▶ Written exercise A
Return the passage on grid-enabled vehicles from "From just a" up to and including "these widespread advantages.".
▶ Written exercise B
Decide whether each statement agrees with the passage on grid-enabled vehicles, answering yes or no and quoting the deciding words: (i) More than 40 models could be available to consumers by 2013. (ii) The announced North American production capacity figures include trucks. (iii) Plug-in hybrid electric vehicles rely solely on battery power.
▶ Written exercise C
Continue the passage on grid-enabled vehicles from the point where it stops.

▶ Source
Based on these and other advantages, a wide array of automakers is beginning to introduce grid-enabled vehicles into the marketplace.  There are important differences in drivetrain architectures, with some vehicles relying solely on battery power (electric vehicles, or EVs) and others augmented by liquid fuels as well (plug-in hybrid electric vehicles, or PHEVs). All told, automakers worldwide are developing dozens of plug-in hybrid and electric vehicles. By 2013, more than 40 models could be available to consumers.

From just a handful of units introduced in 2010, the industry is beginning to scale up. Announced North American production capacity will exceed 100,000 vehicles in 2012 and 350,000 by 2014. (These figures do not include trucks.) Additional volumes will reach the U.S. market from OEM plants overseas, particularly in the next two years.

High penetration rates of GEVs could radically minimize the importance of oil to the United States, strengthening our economy, improving national security, and providing much-needed flexibility to our foreign policy while clearing a path toward dramatically reduced economy-wide emissions of greenhouse gases. No other alternative to petroleum can claim these widespread advantages.

▶ Information given
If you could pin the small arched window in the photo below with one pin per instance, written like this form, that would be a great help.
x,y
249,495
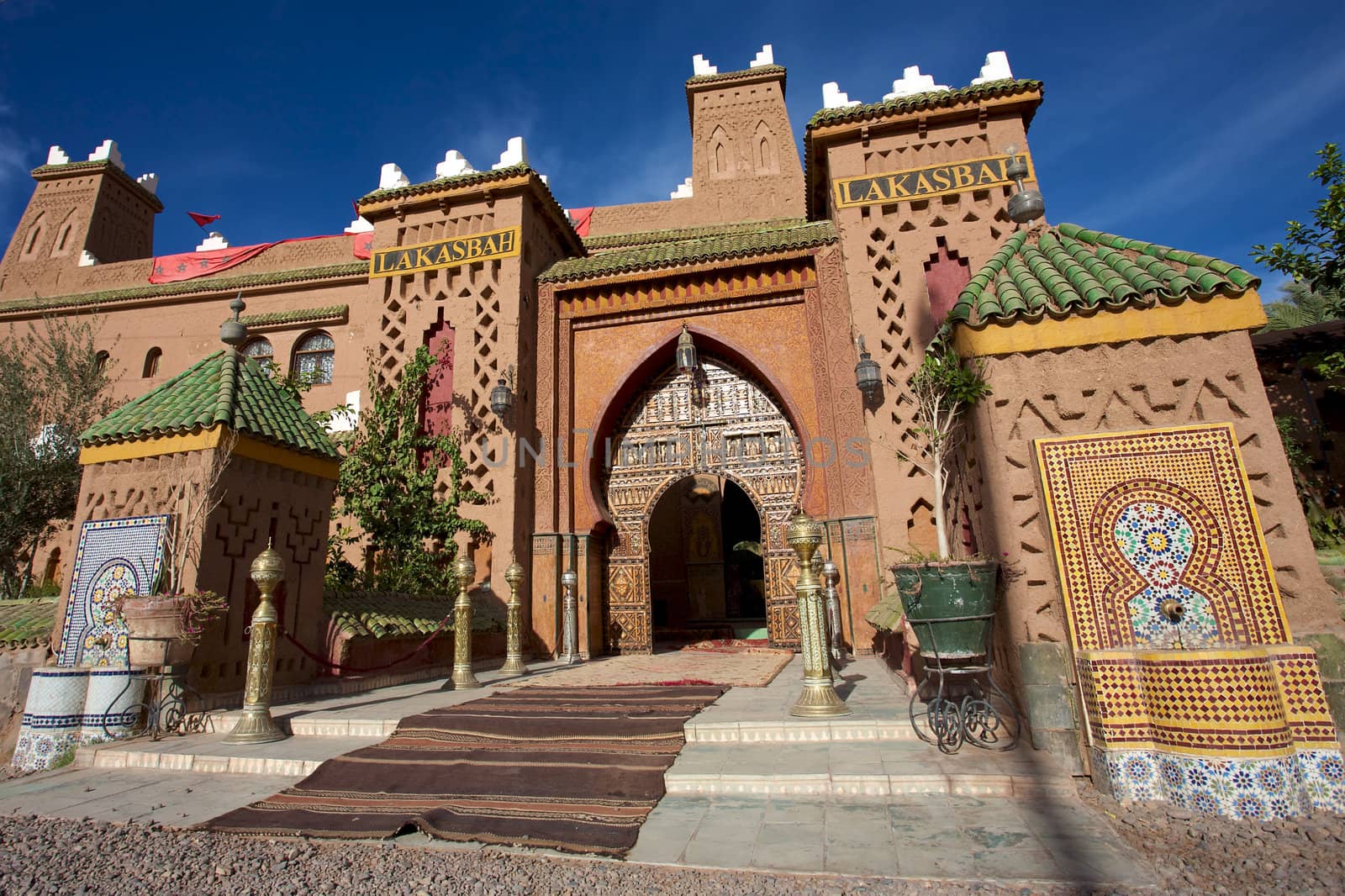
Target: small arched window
x,y
261,351
315,356
152,362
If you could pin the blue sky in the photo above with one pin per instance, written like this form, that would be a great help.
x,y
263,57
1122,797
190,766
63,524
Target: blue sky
x,y
1187,124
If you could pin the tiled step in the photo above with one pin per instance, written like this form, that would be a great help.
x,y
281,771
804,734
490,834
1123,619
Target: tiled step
x,y
704,730
858,768
208,754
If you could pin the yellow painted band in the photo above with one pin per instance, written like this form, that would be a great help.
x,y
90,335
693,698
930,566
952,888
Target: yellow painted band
x,y
1221,314
245,447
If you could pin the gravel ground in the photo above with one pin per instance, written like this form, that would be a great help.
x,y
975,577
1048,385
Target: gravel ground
x,y
1201,855
76,857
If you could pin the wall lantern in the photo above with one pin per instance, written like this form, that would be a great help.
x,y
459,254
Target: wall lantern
x,y
685,353
1026,205
867,376
502,396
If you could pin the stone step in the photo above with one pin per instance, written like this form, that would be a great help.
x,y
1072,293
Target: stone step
x,y
208,754
860,768
706,730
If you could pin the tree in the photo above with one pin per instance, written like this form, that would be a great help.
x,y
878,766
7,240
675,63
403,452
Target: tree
x,y
1311,253
943,387
53,387
389,483
1300,306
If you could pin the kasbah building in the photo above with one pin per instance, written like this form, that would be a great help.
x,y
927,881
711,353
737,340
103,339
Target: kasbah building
x,y
892,221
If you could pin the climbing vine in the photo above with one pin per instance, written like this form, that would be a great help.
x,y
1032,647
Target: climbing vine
x,y
389,485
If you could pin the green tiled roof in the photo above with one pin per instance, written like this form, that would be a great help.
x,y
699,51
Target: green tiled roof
x,y
736,242
1067,269
646,237
377,614
296,315
103,163
27,623
743,74
444,183
226,387
186,287
918,101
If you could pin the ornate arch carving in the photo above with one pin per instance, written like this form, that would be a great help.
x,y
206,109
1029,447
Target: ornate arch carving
x,y
723,424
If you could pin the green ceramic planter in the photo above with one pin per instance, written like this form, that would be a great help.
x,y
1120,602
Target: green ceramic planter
x,y
932,593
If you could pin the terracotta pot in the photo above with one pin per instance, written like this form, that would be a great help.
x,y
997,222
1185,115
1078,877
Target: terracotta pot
x,y
155,631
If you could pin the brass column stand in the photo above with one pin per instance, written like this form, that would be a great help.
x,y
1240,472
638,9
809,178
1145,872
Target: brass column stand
x,y
256,725
514,663
820,697
463,677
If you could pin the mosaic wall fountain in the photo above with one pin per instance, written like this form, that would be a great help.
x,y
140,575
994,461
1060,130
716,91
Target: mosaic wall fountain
x,y
1194,689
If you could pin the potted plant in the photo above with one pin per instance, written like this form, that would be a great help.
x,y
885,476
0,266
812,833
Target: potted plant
x,y
939,588
163,630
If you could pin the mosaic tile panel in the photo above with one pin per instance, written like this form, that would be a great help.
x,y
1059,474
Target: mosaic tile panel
x,y
114,557
1142,517
1244,734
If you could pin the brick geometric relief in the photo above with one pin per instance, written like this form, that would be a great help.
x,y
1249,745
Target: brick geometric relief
x,y
1141,519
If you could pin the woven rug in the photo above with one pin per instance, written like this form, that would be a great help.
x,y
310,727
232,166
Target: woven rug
x,y
573,768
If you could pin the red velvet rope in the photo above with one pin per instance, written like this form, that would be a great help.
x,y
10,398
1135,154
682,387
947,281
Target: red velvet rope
x,y
362,669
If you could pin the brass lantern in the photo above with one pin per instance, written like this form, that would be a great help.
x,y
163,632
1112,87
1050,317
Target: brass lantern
x,y
867,376
502,397
685,353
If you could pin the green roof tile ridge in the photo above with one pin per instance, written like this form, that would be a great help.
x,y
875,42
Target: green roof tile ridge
x,y
269,318
709,248
926,100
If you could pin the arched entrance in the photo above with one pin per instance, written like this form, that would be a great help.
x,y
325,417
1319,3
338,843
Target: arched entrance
x,y
713,428
706,572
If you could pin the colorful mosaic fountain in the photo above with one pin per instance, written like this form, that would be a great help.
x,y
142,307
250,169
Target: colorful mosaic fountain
x,y
1192,685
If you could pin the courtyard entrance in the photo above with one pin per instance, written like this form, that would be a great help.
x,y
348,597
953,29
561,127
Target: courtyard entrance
x,y
704,474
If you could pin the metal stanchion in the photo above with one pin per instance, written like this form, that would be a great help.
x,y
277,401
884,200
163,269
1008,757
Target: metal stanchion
x,y
463,676
571,642
256,725
514,663
820,696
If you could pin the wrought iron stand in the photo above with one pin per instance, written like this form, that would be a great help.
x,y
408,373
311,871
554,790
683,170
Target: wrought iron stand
x,y
166,708
974,719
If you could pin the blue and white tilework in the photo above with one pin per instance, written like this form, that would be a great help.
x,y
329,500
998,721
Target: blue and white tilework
x,y
1250,788
112,705
51,717
114,557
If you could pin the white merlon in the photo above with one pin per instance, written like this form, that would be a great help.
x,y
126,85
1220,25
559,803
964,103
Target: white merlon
x,y
515,154
347,417
836,98
107,151
995,67
454,165
390,175
912,82
214,241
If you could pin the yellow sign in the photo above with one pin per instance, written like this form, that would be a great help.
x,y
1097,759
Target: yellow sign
x,y
444,253
926,183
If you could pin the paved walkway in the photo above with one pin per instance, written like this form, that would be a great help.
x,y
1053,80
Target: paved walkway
x,y
892,804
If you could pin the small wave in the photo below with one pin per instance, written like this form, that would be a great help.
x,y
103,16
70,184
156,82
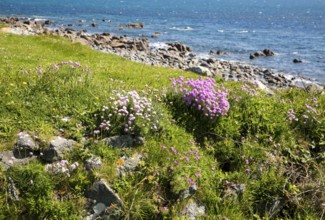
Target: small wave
x,y
157,45
242,32
182,29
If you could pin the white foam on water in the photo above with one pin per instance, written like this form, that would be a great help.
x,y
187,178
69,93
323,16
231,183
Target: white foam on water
x,y
157,45
182,29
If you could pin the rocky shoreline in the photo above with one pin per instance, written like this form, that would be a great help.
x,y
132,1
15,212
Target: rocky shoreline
x,y
173,55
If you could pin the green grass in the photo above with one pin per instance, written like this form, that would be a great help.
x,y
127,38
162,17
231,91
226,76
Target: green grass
x,y
279,161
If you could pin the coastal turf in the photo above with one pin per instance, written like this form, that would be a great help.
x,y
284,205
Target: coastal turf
x,y
255,162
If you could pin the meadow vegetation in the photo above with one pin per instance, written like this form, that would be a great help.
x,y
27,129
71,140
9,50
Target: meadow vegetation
x,y
250,155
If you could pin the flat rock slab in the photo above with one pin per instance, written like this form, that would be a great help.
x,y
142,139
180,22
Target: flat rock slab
x,y
7,160
123,141
25,145
193,211
101,192
58,148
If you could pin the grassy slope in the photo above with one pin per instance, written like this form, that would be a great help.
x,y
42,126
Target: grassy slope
x,y
256,126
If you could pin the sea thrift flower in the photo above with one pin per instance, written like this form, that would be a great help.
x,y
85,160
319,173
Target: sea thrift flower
x,y
202,96
291,115
127,108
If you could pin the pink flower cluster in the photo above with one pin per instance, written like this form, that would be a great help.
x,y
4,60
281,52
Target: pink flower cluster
x,y
202,95
128,108
62,166
184,161
309,114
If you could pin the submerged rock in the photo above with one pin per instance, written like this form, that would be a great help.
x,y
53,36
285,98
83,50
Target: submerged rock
x,y
101,192
297,60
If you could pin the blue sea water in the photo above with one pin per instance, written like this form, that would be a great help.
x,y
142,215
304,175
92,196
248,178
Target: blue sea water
x,y
291,28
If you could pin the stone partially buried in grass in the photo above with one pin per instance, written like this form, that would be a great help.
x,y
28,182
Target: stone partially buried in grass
x,y
58,148
25,145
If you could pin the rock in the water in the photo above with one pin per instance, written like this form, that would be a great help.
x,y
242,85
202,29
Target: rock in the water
x,y
217,52
200,70
297,60
93,162
193,211
57,149
135,25
180,47
128,165
155,35
268,52
265,52
123,141
315,88
102,193
25,145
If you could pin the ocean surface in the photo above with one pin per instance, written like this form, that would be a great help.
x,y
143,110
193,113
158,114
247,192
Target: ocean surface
x,y
291,28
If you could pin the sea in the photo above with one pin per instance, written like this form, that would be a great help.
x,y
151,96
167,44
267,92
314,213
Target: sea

▶ Final result A
From just a handful of units introduced in 2010, the industry is beginning to scale up. Announced North American production capacity will exceed 100,000 vehicles in 2012 and 350,000 by 2014. (These figures do not include trucks.) Additional volumes will reach the U.S. market from OEM plants overseas, particularly in the next two years.

High penetration rates of GEVs could radically minimize the importance of oil to the United States, strengthening our economy, improving national security, and providing much-needed flexibility to our foreign policy while clearing a path toward dramatically reduced economy-wide emissions of greenhouse gases. No other alternative to petroleum can claim these widespread advantages.

▶ Final result B
(i) Yes: "By 2013, more than 40 models could be available to consumers."
(ii) No: "(These figures do not include trucks.)"
(iii) No: "others augmented by liquid fuels as well (plug-in hybrid electric vehicles, or PHEVs)"

▶ Final result C
The logical next question is how we can successfully devise and deploy an electrified transportation system. Here’s what we need to avoid: it has now been more than 10 years since traditional hybrids were first introduced in the United States. And despite government support and record high gas prices for part of that time, there are still only 1.9 million hybrids on the road in the U.S. today—out of approximately 250 million light-duty vehicles in the fleet.

We cannot let electric vehicles turn into another niche product. We cannot allow their use to be limited to the environmentalists and technological enthusiasts who will buy those first waves of them. To make our nation’s investment worthwhile—and, more importantly, to truly combat our oil dependence—we must put ourselves on the pathway toward millions, then tens of millions, and then hundreds of millions of electric cars and trucks.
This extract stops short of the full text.